Staying fit and healthy has become one of our most important priority, and rightfully so. Sugar and carbohydrates in general, are definitely those food elements that contribute the most to an eventual weight gain. As studies have shown, lower intake of glucose is key in both not gaining and losing extra weight. But how to lose or not gain weight has remained an open question. The numbers of possible diet systems keep on multiplying. Artificial Sweeteners as a substitute for sugar have been around for a while, but their use and positive effects are more and more coming under scrutiny and criticism.

Some recent studies go a step further in that direction.

Do you want to lose, or gain weight?

Two of the more recent studies on the effects of these sweeteners have been published by the "Canadian Medical Association Journal" and "Cell Metabolism" journal. Both, in many ways, not only dispute their positive weight loss effect but actually claim the could be the cause of a weight gain! Even more so, they could also cause other negative health issues.

The Charles Perkins Centre and School of Life and Environmental Sciences at the University Of Sydney, Australia has conducted several research projects on fruit flies and mice. The researchers tried a combination of high intake of artificial sweeteners with high and low intake of carbohydrates.

The most recent data they came up with shows that neither combination lowered the intake of food. The researchers attributed this to the fact that their constant use increased the feeling of hunger since the neuronal network was signaling to animals that they have not had a sufficient intake of energy. This almost always leads to further intake of food and actual weight gain!

Further research needed

These studies also indicate that there are other possible negative health impacts of artificial sweeteners. The results though are still not fully conclusive. As Greg Neely, one of the researchers with on the University of Sydney projects said, further research is needed on their effects on metabolism.

Meghan Azad, the lead researcher on the Canadian project, agreed on the need for further research, particularly on the potential connection between weight gain, diabetes and "other negative cardiovascular outcomes." One thing she insisted on though, was that there is no clear benefit of artificial sweeteners on weight loss.

The Calorie Control Council is a trade group of which artificial sweetener manufacturers belong. It agrees that more research is needed, but insists that the connection between aspartame and similar products and certain diseases has not been confirmed. It also stressed the need for more personally based and "multifactorial and multidisciplinary approaches" in these studies. Whatever the further studies will show, one thing is certain - those who need to use artificial sweeteners should proceed with caution.
━━━━━━
▶ PARTS OF THE EXERCISE:
1 - In the article on artificial sweeteners, why did the University of Sydney researchers say that neither combination of sweeteners and carbohydrates lowered food intake? Answer in one to three sentences.
2 - According to the article on artificial sweeteners, who was the lead researcher on the Canadian project?
The listing that follows is separate material, unrelated to the article on artificial sweeteners.

▶ EXTRACTED RECORDS:
━━━━━━
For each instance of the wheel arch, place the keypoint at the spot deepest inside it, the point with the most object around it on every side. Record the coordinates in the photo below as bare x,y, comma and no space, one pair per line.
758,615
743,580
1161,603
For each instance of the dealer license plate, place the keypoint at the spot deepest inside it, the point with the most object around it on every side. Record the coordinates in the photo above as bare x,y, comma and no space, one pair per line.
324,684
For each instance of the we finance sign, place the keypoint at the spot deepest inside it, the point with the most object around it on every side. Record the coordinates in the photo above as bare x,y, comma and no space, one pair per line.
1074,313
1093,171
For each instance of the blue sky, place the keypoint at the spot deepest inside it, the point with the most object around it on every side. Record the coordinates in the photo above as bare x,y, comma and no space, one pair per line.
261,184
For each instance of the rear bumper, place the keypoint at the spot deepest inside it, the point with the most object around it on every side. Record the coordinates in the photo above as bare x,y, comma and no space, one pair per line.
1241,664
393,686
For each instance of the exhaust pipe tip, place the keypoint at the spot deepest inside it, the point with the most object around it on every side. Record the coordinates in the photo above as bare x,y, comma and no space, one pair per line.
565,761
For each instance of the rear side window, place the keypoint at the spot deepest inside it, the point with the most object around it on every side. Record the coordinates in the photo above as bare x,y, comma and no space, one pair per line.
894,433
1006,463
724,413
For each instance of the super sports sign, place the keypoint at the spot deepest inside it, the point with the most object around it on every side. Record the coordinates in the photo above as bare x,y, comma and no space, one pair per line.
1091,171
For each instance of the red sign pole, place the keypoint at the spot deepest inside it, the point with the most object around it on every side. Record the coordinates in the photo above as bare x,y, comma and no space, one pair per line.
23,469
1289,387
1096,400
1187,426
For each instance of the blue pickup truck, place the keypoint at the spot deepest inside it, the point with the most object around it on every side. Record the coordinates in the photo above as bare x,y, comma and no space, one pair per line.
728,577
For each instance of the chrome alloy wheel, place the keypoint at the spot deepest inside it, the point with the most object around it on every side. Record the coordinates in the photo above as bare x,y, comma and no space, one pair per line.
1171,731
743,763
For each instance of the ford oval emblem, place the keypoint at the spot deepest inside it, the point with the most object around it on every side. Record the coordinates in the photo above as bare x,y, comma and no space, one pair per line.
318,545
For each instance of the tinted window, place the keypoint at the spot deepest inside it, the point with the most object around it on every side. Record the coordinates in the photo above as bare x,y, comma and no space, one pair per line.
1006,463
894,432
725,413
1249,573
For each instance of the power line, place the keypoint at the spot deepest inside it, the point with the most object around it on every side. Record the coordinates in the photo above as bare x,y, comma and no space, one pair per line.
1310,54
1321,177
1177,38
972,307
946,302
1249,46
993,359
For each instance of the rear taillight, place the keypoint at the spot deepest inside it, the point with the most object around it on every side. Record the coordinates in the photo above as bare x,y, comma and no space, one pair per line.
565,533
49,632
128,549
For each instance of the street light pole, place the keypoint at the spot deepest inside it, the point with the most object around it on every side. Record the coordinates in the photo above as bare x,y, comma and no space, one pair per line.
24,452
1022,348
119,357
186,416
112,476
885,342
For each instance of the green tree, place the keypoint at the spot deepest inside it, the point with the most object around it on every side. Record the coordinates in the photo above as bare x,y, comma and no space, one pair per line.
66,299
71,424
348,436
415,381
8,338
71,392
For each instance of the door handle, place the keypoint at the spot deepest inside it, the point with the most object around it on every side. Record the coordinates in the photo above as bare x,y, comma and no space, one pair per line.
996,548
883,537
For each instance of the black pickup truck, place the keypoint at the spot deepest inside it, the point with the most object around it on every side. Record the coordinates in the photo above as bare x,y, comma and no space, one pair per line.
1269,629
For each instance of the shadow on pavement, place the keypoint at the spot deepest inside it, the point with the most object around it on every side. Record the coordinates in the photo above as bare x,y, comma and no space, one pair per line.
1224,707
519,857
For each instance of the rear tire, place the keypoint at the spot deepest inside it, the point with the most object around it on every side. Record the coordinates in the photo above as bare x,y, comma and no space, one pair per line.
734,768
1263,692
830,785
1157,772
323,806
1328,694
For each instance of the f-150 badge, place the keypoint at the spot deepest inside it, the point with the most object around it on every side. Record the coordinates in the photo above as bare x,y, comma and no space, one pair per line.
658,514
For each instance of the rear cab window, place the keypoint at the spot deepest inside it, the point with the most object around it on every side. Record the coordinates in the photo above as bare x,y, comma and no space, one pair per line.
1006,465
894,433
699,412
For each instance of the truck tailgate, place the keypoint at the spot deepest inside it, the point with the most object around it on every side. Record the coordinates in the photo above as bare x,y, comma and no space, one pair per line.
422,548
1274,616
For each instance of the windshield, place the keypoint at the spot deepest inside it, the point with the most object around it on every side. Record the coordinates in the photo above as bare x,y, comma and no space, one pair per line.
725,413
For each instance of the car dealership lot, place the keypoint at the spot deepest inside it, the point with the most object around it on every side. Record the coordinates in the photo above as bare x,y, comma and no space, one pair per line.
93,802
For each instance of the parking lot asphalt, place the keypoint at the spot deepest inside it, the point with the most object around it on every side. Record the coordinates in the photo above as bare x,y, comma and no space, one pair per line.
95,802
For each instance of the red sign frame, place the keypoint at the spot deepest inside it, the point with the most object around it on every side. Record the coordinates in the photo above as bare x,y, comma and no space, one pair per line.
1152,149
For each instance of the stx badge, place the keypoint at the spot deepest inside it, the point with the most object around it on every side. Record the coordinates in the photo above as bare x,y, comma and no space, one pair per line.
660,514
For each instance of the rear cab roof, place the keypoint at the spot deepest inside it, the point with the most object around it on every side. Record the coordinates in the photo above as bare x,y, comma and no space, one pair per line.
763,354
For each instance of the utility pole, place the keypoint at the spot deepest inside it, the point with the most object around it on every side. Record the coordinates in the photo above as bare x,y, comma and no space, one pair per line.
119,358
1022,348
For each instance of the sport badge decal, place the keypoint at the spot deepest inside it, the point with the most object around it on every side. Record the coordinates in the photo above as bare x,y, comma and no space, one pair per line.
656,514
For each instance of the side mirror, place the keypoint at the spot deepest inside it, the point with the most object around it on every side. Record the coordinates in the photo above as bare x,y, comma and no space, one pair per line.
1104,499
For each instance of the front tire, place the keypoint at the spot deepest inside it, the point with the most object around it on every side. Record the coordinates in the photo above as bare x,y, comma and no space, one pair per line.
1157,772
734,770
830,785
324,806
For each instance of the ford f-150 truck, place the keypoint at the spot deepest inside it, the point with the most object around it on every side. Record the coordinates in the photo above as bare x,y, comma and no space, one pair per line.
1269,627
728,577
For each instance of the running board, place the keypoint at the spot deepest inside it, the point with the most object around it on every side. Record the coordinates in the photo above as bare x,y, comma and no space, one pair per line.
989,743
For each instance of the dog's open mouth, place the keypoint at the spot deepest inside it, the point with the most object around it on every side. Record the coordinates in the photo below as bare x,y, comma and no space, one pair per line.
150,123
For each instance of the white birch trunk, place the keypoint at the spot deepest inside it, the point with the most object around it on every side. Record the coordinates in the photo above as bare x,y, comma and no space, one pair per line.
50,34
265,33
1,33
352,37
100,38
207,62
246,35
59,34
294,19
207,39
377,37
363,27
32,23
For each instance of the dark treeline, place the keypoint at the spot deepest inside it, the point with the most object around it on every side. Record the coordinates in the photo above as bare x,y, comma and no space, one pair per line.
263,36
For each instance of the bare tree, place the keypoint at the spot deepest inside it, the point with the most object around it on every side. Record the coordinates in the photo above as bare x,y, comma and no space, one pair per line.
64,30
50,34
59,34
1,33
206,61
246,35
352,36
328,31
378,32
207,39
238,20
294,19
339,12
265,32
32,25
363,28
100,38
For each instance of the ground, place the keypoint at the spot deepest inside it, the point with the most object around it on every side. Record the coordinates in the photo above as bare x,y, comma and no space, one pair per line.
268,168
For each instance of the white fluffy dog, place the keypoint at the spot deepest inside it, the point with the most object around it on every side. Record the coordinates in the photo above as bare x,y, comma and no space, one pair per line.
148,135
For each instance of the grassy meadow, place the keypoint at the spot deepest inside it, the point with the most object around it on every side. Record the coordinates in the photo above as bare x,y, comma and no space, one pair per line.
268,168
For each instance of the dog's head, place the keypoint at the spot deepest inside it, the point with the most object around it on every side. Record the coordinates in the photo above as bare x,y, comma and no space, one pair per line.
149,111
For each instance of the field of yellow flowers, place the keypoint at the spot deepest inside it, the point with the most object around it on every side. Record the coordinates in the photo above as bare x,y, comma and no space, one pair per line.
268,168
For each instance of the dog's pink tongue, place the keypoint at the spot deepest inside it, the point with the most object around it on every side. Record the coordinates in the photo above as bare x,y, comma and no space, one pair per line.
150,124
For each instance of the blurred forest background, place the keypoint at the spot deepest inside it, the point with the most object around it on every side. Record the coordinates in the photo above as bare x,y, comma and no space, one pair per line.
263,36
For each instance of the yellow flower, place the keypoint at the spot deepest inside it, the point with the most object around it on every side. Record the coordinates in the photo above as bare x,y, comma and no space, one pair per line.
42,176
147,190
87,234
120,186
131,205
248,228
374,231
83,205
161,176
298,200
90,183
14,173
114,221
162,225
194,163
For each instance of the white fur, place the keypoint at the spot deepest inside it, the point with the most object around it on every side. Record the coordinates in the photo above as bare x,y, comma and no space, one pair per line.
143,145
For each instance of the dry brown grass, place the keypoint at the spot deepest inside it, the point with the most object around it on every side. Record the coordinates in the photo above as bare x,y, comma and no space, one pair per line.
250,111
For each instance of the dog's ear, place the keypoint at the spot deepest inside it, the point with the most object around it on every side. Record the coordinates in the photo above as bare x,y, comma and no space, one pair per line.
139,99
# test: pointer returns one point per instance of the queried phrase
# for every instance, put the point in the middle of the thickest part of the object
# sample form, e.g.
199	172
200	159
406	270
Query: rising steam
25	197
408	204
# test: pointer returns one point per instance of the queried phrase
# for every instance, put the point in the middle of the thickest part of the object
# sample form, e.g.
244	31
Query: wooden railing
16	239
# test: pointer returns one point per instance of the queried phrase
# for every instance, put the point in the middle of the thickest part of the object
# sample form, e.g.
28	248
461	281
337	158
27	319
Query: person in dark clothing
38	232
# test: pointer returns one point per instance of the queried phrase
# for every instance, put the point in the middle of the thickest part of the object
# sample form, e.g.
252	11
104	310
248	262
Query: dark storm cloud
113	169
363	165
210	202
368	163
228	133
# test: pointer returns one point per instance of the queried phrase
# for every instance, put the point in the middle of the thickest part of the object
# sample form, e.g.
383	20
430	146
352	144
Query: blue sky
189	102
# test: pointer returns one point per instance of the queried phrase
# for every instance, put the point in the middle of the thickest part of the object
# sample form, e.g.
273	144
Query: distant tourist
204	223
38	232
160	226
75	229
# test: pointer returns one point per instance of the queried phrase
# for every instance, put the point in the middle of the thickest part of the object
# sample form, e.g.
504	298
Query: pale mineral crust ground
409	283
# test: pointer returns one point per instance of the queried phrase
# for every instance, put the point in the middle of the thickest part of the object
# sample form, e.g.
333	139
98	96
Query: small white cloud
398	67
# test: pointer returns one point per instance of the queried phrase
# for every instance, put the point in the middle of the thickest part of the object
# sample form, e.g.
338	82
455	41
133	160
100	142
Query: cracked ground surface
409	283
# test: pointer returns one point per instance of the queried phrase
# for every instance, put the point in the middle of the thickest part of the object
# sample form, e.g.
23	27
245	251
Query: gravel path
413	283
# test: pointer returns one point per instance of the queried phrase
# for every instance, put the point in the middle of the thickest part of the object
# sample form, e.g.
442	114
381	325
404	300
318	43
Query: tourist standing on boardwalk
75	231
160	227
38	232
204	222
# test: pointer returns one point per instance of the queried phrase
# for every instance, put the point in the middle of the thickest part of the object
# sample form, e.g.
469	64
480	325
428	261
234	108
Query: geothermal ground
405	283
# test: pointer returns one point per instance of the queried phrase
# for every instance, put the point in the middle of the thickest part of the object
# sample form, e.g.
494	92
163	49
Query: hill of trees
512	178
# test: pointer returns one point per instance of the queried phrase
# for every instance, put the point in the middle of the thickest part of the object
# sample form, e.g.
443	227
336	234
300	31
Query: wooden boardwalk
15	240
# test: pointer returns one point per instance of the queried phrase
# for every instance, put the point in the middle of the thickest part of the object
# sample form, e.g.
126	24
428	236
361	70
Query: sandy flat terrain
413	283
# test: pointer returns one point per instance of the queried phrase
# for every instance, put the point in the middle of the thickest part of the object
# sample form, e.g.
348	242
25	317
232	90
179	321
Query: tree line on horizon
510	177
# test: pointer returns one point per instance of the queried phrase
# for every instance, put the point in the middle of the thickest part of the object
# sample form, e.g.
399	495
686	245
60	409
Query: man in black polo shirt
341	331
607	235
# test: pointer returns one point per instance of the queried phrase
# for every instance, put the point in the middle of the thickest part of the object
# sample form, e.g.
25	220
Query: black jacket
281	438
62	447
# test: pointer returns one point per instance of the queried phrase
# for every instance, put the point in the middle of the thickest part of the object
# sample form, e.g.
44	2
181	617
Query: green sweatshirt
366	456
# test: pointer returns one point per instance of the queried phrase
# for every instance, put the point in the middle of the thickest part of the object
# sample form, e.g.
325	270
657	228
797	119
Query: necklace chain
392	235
━━━━━━
▶ ANSWERS TO THE TASKS:
1 - The researchers attributed it to the constant use of artificial sweeteners increasing the feeling of hunger. The animals' neuronal network signaled that they had not taken in enough energy, which almost always leads to more eating and actual weight gain.

2 - Meghan Azad.